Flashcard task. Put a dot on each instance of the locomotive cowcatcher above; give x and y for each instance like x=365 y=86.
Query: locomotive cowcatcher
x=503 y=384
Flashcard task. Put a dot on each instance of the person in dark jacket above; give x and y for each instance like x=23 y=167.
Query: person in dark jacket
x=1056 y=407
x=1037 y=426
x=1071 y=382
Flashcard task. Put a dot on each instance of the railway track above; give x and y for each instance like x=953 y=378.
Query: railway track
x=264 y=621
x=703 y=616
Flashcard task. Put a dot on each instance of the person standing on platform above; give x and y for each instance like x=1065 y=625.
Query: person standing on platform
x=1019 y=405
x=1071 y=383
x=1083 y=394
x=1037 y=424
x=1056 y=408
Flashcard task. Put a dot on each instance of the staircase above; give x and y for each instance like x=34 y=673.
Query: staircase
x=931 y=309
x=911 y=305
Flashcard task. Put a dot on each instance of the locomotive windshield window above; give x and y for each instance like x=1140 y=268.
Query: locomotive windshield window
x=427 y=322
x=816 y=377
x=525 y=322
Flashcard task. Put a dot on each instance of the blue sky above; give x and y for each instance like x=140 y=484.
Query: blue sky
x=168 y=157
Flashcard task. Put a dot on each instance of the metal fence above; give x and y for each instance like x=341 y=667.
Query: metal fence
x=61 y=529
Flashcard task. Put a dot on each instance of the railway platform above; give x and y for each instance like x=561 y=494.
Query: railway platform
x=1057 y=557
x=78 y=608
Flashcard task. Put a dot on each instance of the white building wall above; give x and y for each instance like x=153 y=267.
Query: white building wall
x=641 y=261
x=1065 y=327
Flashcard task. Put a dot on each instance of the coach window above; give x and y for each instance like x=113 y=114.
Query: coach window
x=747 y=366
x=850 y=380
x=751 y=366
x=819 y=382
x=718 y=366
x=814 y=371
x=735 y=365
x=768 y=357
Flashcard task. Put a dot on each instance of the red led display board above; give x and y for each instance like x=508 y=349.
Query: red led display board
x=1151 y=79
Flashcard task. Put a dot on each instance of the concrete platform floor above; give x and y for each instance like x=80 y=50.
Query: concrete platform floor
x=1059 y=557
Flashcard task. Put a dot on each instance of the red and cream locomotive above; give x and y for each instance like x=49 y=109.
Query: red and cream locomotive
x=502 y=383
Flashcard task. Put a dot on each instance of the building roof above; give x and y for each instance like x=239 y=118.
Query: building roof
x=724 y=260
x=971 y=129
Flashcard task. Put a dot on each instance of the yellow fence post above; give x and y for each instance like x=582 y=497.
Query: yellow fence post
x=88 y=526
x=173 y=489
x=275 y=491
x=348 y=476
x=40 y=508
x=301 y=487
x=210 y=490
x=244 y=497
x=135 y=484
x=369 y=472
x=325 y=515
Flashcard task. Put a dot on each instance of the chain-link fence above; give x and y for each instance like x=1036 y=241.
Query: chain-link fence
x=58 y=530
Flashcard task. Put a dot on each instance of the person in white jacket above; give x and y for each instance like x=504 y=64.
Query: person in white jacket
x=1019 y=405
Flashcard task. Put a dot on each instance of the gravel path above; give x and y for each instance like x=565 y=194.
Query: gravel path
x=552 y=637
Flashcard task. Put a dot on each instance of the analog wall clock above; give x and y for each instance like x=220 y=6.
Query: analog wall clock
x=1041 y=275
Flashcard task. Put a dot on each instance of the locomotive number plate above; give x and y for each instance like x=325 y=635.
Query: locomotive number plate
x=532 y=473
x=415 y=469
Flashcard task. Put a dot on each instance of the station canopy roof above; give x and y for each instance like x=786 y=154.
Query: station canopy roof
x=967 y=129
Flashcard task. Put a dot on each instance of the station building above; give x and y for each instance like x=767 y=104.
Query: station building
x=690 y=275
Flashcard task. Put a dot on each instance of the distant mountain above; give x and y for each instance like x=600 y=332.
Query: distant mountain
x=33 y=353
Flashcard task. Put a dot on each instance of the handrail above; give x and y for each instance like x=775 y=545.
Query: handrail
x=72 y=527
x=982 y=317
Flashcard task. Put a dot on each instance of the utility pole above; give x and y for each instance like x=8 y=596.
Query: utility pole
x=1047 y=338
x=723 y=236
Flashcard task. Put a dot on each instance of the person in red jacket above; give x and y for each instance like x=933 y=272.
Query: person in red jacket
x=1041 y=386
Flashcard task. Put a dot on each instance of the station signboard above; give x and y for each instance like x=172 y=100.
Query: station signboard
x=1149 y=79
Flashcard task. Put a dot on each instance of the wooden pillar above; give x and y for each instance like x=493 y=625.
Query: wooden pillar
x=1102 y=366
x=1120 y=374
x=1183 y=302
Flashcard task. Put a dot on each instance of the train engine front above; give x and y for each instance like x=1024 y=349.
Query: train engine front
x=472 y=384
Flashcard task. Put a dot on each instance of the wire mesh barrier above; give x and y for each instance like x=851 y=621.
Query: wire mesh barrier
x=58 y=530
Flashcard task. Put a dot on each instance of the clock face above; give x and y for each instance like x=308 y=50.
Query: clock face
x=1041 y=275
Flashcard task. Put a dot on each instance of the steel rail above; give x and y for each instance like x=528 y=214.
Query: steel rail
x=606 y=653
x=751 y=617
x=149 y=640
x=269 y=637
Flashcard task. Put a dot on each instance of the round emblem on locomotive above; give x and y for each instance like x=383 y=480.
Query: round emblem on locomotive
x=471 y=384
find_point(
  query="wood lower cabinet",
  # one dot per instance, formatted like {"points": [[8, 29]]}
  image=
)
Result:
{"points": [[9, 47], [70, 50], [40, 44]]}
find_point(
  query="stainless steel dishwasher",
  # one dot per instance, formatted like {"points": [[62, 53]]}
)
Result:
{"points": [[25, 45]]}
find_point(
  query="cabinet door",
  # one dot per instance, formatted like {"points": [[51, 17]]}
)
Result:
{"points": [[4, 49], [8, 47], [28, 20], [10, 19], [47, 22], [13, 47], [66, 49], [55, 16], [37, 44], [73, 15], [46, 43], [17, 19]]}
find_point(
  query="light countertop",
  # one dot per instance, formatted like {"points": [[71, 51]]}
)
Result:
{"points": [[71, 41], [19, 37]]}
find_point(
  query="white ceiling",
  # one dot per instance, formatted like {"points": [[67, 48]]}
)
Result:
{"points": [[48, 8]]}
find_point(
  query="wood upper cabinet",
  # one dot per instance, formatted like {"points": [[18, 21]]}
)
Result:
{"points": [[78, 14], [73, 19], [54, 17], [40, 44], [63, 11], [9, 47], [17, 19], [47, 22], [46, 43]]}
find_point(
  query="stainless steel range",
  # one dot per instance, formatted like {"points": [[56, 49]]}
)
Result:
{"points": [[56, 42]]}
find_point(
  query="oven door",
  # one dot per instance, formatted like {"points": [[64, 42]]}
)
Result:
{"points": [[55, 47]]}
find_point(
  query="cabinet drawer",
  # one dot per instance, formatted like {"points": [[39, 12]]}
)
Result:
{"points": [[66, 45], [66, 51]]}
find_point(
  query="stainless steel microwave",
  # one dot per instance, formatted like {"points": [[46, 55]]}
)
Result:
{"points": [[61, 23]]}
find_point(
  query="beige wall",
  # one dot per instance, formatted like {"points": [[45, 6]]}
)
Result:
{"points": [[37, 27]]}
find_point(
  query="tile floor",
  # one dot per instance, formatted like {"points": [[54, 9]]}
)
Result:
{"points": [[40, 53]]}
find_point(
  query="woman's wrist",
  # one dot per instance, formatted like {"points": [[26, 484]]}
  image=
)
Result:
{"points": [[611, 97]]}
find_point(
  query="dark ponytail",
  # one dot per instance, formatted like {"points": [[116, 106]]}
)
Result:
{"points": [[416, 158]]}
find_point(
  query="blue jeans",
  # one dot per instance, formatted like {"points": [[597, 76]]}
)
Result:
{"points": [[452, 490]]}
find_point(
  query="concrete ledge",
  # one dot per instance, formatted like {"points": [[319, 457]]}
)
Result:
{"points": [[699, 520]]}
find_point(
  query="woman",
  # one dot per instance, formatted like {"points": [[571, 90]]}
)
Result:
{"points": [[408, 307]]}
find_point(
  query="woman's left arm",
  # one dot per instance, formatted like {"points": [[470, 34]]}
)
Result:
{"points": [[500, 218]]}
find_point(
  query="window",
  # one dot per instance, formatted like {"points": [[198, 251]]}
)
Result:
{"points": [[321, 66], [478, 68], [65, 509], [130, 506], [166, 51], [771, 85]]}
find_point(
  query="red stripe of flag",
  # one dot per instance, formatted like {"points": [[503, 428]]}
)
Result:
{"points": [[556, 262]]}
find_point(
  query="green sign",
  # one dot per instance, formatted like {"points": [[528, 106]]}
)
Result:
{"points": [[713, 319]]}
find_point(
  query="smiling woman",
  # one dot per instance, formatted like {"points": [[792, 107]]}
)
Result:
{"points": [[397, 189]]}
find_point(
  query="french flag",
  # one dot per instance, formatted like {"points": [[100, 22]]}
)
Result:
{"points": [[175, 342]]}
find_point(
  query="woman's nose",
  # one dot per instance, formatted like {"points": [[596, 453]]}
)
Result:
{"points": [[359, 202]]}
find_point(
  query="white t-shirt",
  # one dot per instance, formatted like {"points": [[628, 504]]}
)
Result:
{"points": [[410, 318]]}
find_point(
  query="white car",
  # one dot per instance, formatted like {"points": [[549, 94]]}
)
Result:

____________________

* ASSIGNED TASK:
Count the lines in the entries above where the string "cabinet" shows up, and give that number only.

* COMPLETED EXERCISE:
4